Text passage ->
((

The current platforms were constructed in 1888, but until 1968 Cogan had two additional and separate platforms on the other side of the main Windsor Road, opened twenty years earlier in 1878 on the Penarth and Sully branch line, which extended from the Cogan Junction points around the coastline through Lavernock and Sully to where it rejoined the main line at Cadoxton. That through link was closed in 1968, and the line now terminates at Penarth.

Dingle Road Halt and Penarth station remain open, but the two platforms at Cogan were closed when the line was reduced to a single-track spur. Most of the station buildings still stand but have been used by several private businesses including a shooting range, a garden centre, a second-hand car lot, and a marine chandlers. The area originally covered by the Cogan and Penarth dock's railway sidings and engine maintenance sheds now contains a large Tesco supermarket.

The cast iron footbridge between the two platforms has a heritage listing of Grade II. It was removed and refurbished in 2019. New lighting and decking was added whilst the bridge was painted in the red and white colour scheme of the original Barry Railway who erected the bridge.

))

Records ->
((

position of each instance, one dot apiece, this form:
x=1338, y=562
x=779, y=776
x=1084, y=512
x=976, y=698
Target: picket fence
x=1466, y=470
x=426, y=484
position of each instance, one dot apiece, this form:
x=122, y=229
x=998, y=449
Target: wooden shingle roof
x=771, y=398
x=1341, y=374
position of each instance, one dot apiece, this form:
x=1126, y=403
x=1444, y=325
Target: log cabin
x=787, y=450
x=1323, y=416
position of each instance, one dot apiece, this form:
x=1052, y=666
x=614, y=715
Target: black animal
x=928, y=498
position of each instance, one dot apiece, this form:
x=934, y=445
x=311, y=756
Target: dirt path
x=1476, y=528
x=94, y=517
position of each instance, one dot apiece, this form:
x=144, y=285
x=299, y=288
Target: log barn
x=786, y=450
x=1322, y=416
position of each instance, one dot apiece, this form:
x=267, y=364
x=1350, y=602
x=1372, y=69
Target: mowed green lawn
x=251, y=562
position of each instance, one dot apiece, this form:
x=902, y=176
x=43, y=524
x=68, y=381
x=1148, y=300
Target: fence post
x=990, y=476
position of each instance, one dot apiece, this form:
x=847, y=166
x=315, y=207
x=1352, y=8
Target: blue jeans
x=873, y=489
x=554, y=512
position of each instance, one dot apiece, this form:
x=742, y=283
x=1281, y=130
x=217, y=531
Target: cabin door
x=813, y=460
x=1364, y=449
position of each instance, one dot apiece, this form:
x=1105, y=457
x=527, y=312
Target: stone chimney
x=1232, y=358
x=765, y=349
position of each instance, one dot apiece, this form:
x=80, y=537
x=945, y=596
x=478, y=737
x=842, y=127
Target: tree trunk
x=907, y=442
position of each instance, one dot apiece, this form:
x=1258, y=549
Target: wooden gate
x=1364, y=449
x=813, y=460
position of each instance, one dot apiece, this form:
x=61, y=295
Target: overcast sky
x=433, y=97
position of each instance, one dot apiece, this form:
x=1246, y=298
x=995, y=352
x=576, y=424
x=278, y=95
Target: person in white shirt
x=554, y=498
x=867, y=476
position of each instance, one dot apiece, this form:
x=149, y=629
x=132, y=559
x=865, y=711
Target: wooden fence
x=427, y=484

))

Problems to solve ->
1. According to the Cogan station passage, in what year was the Penarth and Sully branch line's through link closed?
2. Rewrite the paragraph of the Cogan station passage that begins "Dingle Road Halt and Penarth station remain open" as a short bulleted list, keeping its main facts.
3. Write a continuation of the Cogan station passage, picking up after its final sentence.
The material that comes after the Cogan station passage is separate from it.

Per-task outputs ->
1. 1968.

2.
- Dingle Road Halt and Penarth station remain open.
- The two platforms at Cogan closed when the line was reduced to a single-track spur.
- Most of the station buildings still stand. Several private businesses have used them, including a shooting range, a garden centre, a second-hand car lot and a marine chandlers.
- A large Tesco supermarket now covers the former railway sidings and engine maintenance sheds of the Cogan and Penarth docks.

3.
The station is close to Pont y Werin, a pedestrian and cyclist bridge linking Penarth to the Cardiff International Sports Village in Cardiff Bay, which opened in July 2010.

==Service==
Monday to Saturday daytimes, there is a 15-minute frequency northbound to Cardiff Central and beyond. Southbound, there are three trains per hour to Barry Island and an hourly service to Bridgend via Rhoose.

Evenings and Sundays, there is generally a half-hourly service to Cardiff Central. Evenings, there is an hourly service southbound to Barry Island and Bridgend whilst on Sundays there is a half-hourly service to Barry Island and one to Bridgend every two hours.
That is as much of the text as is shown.